SELECTED TEXT:
● ● ● ●
Beginning this past fall, beekeepers
would open up their hives and find no workers,
just newborn bees and the queen. Unlike past bee
die-offs, where dead bees would be found near
the hive, this time they just disappeared. The
die-off takes just one to three weeks.
USDA's top bee scientist, Jeff Pettis,
who is coordinating the detective work on this
die-off, has more suspected causes than time,
people and money to look into them.
The top suspects are a parasite, an
unknown virus, some kind of bacteria,
pesticides, or a one-two combination of the top
four, with one weakening the honeybee and the
second killing it.
Unknown cause
A quick experiment with some of the devastated
hives makes pesticides seem less likely. In the
recent experiment, Pettis and colleagues
irradiated some hard-hit hives and reintroduced
new bee colonies. More bees thrived in the
irradiated hives than in the non-irradiated
ones, pointing toward some kind of disease or
parasite that was killed by radiation.
The parasite hypothesis has history and
some new findings to give it a boost: A mite
practically wiped out the wild honeybee in the
U.S. in the 1990s. And another new one-celled
parasitic fungus was found last week in a tiny
sample of dead bees by University of California
San Francisco molecular biologist Joe DeRisi,
who isolated the human SARS virus.
However, Pettis and others said while the
parasite nosema ceranae may be a factor, it
cannot be the sole cause. The fungus has been
seen before, sometimes in colonies that were
healthy.
Recently, scientists have begun to wonder
if mankind is too dependent on honeybees. The
scientific warning signs came in two reports
last October.
● ● ● ●
ASSIGNMENT 1:
Copy the honeybee die-off passage starting with "Beginning this past" and going on through "to three weeks.", swapping "beekeepers" for "apiarists".
ASSIGNMENT 2:
According to the honeybee die-off passage, how long does the die-off take?

DATA EXTRACT:
● ● ● ●
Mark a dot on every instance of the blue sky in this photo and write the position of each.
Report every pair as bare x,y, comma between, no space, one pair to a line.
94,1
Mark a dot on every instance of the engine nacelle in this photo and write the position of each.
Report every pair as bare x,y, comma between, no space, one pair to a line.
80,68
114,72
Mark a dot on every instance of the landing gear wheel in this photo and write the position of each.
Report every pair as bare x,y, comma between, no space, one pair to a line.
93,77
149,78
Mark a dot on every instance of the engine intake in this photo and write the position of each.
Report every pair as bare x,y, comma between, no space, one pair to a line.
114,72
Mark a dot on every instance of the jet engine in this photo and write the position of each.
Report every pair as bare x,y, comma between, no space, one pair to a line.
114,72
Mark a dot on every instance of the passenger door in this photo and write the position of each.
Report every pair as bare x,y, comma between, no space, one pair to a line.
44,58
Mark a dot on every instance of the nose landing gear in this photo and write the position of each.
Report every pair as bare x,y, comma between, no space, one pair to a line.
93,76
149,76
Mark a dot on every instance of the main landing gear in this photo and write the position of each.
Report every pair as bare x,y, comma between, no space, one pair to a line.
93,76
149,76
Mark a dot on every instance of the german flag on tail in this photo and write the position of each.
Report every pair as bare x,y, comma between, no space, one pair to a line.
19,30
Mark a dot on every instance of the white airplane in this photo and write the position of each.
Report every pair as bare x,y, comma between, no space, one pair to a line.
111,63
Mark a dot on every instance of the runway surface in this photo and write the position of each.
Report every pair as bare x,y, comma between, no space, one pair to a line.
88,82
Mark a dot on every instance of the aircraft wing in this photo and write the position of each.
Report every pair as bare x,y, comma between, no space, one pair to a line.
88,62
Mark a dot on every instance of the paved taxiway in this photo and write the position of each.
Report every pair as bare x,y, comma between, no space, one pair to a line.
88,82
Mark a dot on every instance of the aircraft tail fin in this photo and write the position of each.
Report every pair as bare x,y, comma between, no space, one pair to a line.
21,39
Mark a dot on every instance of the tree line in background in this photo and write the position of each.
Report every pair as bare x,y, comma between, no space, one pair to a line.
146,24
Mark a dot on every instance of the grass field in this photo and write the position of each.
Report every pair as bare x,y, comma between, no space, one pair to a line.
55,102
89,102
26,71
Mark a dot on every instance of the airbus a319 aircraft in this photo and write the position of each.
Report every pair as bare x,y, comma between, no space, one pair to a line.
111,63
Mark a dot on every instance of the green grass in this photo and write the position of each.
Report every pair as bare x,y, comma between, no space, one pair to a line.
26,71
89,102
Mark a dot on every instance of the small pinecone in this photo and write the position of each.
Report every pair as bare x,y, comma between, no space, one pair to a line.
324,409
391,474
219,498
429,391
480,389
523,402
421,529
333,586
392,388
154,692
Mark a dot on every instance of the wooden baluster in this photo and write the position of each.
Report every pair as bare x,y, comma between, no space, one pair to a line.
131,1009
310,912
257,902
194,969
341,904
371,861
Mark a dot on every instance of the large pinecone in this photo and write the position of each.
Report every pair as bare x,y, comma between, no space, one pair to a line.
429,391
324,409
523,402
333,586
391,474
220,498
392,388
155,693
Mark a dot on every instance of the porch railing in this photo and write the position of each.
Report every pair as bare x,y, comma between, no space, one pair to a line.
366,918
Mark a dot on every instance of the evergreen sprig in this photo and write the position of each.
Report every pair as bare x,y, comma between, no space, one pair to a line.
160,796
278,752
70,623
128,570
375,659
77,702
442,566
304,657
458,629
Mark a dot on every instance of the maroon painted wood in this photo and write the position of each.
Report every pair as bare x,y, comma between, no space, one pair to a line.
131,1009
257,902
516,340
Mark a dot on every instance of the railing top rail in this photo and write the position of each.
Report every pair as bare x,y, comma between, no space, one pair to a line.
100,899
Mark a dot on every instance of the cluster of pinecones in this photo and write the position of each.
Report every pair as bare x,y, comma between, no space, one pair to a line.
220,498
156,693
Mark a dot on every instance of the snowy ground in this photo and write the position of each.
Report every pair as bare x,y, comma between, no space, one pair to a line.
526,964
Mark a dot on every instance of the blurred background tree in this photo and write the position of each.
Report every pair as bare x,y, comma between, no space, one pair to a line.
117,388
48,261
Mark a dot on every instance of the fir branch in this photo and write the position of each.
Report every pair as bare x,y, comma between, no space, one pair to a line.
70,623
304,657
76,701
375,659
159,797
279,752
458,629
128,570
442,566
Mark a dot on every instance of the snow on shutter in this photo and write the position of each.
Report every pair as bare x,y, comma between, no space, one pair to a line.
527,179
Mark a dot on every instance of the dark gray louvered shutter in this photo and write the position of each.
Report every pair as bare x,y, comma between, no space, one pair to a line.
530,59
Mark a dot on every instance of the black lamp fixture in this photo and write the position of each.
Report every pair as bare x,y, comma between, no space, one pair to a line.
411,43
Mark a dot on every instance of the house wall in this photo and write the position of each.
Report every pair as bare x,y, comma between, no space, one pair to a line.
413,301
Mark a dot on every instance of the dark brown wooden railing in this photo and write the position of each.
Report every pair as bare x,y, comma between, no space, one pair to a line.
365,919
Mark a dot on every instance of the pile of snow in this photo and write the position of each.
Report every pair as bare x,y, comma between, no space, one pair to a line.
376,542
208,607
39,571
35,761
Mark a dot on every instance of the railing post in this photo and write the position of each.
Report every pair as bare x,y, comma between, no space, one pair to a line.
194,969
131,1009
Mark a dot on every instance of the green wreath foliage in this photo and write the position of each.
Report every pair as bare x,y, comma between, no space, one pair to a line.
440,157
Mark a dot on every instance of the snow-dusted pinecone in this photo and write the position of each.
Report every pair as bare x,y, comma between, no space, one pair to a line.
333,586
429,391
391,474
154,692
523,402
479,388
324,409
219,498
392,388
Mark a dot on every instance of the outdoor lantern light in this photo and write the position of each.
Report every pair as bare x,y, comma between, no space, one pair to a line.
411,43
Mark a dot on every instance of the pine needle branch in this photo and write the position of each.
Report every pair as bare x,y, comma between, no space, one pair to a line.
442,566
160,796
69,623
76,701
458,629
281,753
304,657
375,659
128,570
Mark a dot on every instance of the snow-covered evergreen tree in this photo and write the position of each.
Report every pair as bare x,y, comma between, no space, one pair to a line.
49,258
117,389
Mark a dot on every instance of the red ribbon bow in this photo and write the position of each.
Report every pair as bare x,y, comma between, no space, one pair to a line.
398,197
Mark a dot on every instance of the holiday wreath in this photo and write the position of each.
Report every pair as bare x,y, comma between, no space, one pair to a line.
● ● ● ●
OUTPUT 1:
Beginning this past fall, apiarists
would open up their hives and find no workers,
just newborn bees and the queen. Unlike past bee
die-offs, where dead bees would be found near
the hive, this time they just disappeared. The
die-off takes just one to three weeks.

OUTPUT 2:
One to three weeks.